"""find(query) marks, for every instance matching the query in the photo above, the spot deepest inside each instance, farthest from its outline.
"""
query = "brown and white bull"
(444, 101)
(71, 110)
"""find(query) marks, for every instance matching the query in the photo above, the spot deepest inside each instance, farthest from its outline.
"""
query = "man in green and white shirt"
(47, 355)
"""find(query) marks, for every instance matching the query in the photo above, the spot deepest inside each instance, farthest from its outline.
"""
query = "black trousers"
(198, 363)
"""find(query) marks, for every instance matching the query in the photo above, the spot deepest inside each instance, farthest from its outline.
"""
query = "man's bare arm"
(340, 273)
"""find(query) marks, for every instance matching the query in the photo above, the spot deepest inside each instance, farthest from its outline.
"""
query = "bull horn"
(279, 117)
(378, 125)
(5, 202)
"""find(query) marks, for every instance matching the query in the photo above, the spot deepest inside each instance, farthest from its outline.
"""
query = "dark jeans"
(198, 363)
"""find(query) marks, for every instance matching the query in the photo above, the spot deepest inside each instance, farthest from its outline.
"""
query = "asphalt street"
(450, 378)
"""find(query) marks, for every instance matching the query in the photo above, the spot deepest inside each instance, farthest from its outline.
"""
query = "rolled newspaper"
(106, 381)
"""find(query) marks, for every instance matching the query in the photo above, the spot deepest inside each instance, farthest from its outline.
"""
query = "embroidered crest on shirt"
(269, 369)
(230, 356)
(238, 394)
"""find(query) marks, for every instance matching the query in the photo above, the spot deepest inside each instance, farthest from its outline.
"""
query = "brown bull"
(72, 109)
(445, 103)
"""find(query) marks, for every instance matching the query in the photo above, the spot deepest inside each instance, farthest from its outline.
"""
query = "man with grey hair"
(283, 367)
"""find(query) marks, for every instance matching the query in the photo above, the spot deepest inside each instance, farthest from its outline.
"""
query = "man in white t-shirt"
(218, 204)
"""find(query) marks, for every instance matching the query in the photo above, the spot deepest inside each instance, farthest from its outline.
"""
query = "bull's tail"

__Required task__
Identify every line of the items above that contains the word "brown", and copy each one. Please treat case as significant.

__Solution__
query = "brown and white bull"
query = "brown bull"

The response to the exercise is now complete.